# WHAT IS NEEDED:
Print the records below word for word, beginning with the first line and ending once the line containing "Task: open-vocabulary object" is printed.

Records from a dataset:

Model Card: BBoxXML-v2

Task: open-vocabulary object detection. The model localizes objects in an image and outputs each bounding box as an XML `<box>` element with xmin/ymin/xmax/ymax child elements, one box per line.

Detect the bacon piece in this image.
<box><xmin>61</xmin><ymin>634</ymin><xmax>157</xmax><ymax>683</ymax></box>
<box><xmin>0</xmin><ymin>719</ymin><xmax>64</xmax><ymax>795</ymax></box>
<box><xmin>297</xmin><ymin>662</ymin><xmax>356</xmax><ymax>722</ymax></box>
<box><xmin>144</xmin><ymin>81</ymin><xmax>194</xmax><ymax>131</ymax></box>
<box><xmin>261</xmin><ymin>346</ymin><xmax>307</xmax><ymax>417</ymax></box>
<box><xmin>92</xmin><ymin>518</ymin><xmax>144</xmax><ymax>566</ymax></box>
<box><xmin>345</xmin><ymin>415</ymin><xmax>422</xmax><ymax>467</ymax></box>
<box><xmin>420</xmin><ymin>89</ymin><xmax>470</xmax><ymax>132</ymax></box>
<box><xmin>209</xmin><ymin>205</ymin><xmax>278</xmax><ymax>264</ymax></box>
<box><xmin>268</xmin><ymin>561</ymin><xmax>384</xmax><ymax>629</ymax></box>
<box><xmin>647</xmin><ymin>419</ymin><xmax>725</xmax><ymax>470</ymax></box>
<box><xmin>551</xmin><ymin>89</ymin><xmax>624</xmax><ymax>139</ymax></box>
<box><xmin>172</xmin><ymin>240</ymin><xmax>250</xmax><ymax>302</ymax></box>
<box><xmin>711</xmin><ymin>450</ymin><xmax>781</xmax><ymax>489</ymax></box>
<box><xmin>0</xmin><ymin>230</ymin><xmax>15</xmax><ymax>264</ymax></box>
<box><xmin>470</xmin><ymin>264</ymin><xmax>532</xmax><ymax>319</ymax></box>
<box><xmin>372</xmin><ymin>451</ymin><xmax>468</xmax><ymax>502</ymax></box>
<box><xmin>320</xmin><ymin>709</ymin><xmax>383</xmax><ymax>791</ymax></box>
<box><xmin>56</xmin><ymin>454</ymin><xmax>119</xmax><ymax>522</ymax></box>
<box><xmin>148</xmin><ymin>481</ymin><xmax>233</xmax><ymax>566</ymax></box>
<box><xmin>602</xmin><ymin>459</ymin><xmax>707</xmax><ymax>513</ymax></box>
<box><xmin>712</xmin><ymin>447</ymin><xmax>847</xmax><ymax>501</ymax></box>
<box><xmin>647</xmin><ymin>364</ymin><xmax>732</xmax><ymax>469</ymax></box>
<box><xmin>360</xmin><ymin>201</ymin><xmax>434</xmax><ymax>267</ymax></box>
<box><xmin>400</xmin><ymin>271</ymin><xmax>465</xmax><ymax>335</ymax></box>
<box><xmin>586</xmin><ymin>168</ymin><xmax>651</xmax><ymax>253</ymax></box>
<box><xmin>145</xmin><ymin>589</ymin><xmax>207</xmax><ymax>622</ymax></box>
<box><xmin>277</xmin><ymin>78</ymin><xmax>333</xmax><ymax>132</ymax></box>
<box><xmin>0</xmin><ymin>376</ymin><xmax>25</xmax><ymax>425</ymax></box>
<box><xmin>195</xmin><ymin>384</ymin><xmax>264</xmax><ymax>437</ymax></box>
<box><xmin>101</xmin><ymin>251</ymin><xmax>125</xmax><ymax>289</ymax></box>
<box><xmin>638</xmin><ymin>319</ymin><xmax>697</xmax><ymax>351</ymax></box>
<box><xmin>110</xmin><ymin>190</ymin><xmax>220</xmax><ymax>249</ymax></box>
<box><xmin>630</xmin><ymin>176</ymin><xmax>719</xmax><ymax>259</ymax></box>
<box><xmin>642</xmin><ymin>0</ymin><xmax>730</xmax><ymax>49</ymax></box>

# ANSWER TO THE EXERCISE:
Model Card: BBoxXML-v2

Task: open-vocabulary object detection. The model localizes objects in an image and outputs each bounding box as an XML `<box>` element with xmin/ymin/xmax/ymax child elements, one box per line.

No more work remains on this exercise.